Start of Supplied passage

These events "forced" Augustine to pick up on the negotiations that his brother Lucien Grimaldi had begun with the lieutenants of Charles V. Augustine Grimaldi offered the port of Monaco to be used as a military basis for the troops of the Charles III, constable of Bourbon, the last of the great feudal lord to oppose the king of France.

== Treaty of Burgos ==
In June 1524, Leonard Grimaldi was sent as by Augustine Grimaldi as his procurator to Spain to negotiate with the imperial chancery.

A treaty was signed in Burgos on 7 June, which stipulated not only the imperial protection granted to Monaco but its first article stipulated that the Lord of Monaco and his heirs should pay tribute to the Emperor thus transforming a mere protection into a vassalty as form of protectorate. Despite his fragile position in the negotiation, Augustine Grimaldi firmly protested this disposition. Augustine could count on the support of the constable of Bourbon, whom he helped continuously as the imperial forces retreated from Provence and heroically resisted in the port of Marseille.

End of Supplied passage
Start of Provided material

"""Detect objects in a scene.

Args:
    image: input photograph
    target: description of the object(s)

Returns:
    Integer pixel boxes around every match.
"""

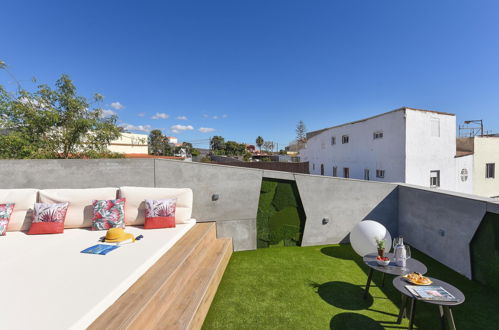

End of Provided material

# Assigned task
Write out everything in the Monaco passage from "A treaty was" down to "port of Marseille.", word for word. The records come from a different source than the Monaco passage.

# Response to this exercise
A treaty was signed in Burgos on 7 June, which stipulated not only the imperial protection granted to Monaco but its first article stipulated that the Lord of Monaco and his heirs should pay tribute to the Emperor thus transforming a mere protection into a vassalty as form of protectorate. Despite his fragile position in the negotiation, Augustine Grimaldi firmly protested this disposition. Augustine could count on the support of the constable of Bourbon, whom he helped continuously as the imperial forces retreated from Provence and heroically resisted in the port of Marseille.